◆ Task item
Copy the listing exactly. Omit nothing.

----- Available data -----

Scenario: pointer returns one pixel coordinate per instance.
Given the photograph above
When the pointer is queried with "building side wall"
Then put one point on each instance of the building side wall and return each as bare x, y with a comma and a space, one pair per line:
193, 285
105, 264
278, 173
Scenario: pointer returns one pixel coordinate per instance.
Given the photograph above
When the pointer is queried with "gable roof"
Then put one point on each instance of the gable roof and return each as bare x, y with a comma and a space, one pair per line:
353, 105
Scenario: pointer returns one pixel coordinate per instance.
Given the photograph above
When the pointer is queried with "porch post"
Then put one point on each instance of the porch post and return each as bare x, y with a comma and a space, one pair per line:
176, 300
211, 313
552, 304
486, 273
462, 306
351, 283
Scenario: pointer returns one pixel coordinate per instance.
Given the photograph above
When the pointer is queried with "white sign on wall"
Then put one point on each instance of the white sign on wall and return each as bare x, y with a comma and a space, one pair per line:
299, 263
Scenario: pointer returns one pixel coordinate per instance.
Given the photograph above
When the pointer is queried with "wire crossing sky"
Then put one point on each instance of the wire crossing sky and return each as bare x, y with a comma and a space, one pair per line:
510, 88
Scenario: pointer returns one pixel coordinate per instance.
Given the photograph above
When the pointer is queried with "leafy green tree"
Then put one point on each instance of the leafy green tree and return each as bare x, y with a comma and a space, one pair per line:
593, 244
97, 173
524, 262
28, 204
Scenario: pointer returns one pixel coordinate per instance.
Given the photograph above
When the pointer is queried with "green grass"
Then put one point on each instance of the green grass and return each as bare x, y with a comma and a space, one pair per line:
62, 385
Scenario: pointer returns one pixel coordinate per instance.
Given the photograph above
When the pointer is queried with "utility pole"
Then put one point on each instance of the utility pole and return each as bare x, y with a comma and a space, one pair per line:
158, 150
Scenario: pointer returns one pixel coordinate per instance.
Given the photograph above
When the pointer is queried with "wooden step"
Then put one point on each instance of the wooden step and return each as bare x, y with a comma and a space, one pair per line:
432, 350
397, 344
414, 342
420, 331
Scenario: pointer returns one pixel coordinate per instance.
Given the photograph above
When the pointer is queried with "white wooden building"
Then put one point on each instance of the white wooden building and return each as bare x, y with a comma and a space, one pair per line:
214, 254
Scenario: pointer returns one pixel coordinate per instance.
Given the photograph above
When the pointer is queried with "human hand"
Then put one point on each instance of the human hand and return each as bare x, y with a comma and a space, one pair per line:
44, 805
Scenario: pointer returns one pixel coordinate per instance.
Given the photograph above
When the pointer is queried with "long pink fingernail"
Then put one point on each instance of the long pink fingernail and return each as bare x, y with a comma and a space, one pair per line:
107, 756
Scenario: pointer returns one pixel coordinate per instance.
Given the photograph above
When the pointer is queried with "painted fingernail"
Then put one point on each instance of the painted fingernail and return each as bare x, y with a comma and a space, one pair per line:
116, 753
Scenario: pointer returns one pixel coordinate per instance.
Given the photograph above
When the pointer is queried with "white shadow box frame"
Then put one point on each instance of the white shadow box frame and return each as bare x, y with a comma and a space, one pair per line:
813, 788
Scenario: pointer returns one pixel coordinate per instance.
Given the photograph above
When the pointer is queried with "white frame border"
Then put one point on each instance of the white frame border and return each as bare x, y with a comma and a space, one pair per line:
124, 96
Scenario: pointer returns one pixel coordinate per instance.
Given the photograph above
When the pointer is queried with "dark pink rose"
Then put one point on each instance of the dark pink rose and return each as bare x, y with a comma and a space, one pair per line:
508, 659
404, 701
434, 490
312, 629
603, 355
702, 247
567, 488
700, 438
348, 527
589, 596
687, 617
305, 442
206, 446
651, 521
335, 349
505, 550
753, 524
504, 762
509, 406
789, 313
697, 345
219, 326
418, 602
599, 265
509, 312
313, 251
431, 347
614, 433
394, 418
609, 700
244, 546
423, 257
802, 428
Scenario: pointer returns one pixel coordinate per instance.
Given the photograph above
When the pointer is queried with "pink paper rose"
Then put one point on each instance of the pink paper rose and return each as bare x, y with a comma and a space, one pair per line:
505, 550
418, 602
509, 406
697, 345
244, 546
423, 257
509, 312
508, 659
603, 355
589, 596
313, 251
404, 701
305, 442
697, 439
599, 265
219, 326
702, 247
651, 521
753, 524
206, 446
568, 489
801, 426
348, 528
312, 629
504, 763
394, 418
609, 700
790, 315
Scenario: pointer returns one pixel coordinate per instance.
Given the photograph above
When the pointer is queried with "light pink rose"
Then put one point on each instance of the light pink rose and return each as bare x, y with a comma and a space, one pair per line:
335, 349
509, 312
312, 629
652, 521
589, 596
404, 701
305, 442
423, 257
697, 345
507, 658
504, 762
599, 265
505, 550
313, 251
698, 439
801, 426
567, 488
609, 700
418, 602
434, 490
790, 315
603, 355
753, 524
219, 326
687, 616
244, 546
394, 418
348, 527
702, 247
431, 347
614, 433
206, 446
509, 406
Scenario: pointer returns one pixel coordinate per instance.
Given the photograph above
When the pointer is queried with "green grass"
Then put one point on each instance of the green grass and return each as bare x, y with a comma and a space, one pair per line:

-----

◆ Exercise answer
Scenario: pointer returns one pixel coordinate per instance.
Given the photograph above
When the pointer is queried with "building side wall"
Then put one point on each instance of the building side wall and return each as bare x, y with a comma and a space, one pair per line:
193, 285
105, 264
278, 173
Scenario: pointer returns one pixel coordinate per instance.
Given the photograph above
When the pointer is queried with "gable roof"
Then put one point on each instance of the gable roof and return each as bare x, y with a comma and a space, one pair per line:
353, 105
Scenario: pointer returns one pixel coordinate per instance.
Given the photograph above
When the pointer is queried with "porch post"
Then put one point on each instance of the porch post and return each as bare x, y with a comma and a space, one pair per line:
176, 300
211, 313
552, 304
486, 273
462, 306
351, 283
Scenario: pointer returns one pixel coordinate per instance.
Given the photograph above
When the pointer is queried with "white sign on wall"
Then put one point on each instance of the white sign on wall and return each as bare x, y with a comma and a space, one pair per line:
299, 263
Scenario: pointer returns one pixel coordinate per instance.
Given the photograph above
When the pointer is queried with "wire crossing sky"
Then put one point on each instance of the wire crossing sky and return each as bare x, y with a comma and a space, one pair per line:
510, 88
Scenario: pointer returns one pixel coordinate per instance.
Given the photograph above
When the pointer is queried with "leafy green tree"
Then put one point on each instance of the leafy green tree and return each as bare x, y with a comma and a space, one pair per line:
593, 244
97, 173
524, 262
28, 204
Scenario: pointer returns one pixel coordinate per instance.
Given the photograph above
When the pointer is queried with "green grass"
Then put one point on each instance of the green grass and return each as bare x, y with a comma and a space, one pair per line:
62, 385
Scenario: pointer returns one pixel coordinate per instance.
Given the photograph above
When the pointer is queried with "utility pole"
Then put one point on each instance of the utility pole and return each as bare x, y with a comma and a space, one pair per line:
158, 150
Scenario: pointer returns one pixel coordinate per instance.
Given the photograph above
When the pointer is queried with "wooden step"
Then put one point on each instance of the wooden step and return each as bare x, y with a comma and a space, one pair per line:
432, 350
397, 344
414, 342
420, 331
Scenario: pointer returns one pixel coordinate per instance.
Given the photograph above
When the pointer is queried with "white wooden building"
Then put one point on each instance of the white wooden building and return each as bare x, y with a comma and a space, one pair per line:
214, 254
Scenario: pointer returns one pixel coordinate per instance.
Given the photograph above
When the pointer is queried with "human hand"
Then put one point on each instance of the human hand and return each as bare x, y with a comma and a space, one pair per line:
44, 805
Scenario: pointer returns one pixel coordinate per instance.
Given the photograph above
When the pointer is queried with "long pink fingernail"
Then put one point on each instance of the long pink fingernail and return each as bare x, y with a comma and a space, one pair per line:
107, 756
Scenario: pointer returns one pixel coordinate per instance.
Given the photograph above
When the pointer is queried with "painted fingernail"
Then put one point on each instance of the painted fingernail and return each as bare x, y with a comma and a space, one pair per line:
116, 753
Scenario: pointer returns one pixel coordinate per instance.
Given the photograph above
When the pointer is queried with "white shadow box frame"
Then put one point on each instance of the white shadow box frame and return each as bare x, y with a comma and a space, one pair per line:
813, 788
Scenario: pointer returns one pixel coordinate per instance.
Given the photograph above
When the pointer is queried with "white frame border"
Then put one point on each instance of the white frame border and return each as bare x, y with a comma and a space, one pair per line:
124, 96
Scenario: pointer returns one pixel coordinate per instance.
Given the photograph above
When the pointer is queried with "dark pink rose"
Then put one point on each instance of the dark pink rose and return each as bare x, y with a comma and a space, one pair per line:
508, 659
404, 701
434, 490
312, 629
603, 355
702, 247
567, 488
700, 438
348, 527
589, 596
687, 617
305, 442
206, 446
651, 521
335, 349
505, 550
753, 524
504, 762
509, 406
789, 313
697, 345
219, 326
418, 602
599, 265
509, 312
313, 251
431, 347
614, 433
394, 418
609, 700
244, 546
423, 257
802, 428
Scenario: pointer returns one pixel coordinate per instance.
Given the photograph above
When the pointer is queried with "pink paper rose"
Then put one point on each instance of the pink paper rose and return each as bare x, y with a comma and a space, one pair per line:
505, 550
418, 602
509, 406
697, 345
244, 546
423, 257
509, 312
508, 659
603, 355
589, 596
313, 251
404, 701
305, 442
697, 439
599, 265
219, 326
702, 247
651, 521
753, 524
206, 446
568, 489
801, 426
348, 528
312, 629
504, 763
394, 418
609, 700
790, 315
Scenario: pointer returns one pixel coordinate per instance.
Given the photograph above
When the pointer is queried with "light pink rose"
Then put one point on each instance of the light pink rose and return each as bare x, y with a comma and a space, one pair per line:
335, 349
509, 312
312, 629
652, 521
589, 596
404, 701
305, 442
423, 257
697, 345
507, 658
504, 762
599, 265
505, 550
313, 251
698, 439
801, 426
567, 488
609, 700
418, 602
434, 490
790, 315
603, 355
753, 524
219, 326
687, 616
244, 546
394, 418
348, 527
702, 247
431, 347
614, 433
206, 446
509, 406
Scenario: pointer returns one pixel coordinate per instance.
Given the photograph above
When the pointer is queried with "green grass"
Then put one point on each instance of the green grass and return each as bare x, y with a comma and a space, one pair per line:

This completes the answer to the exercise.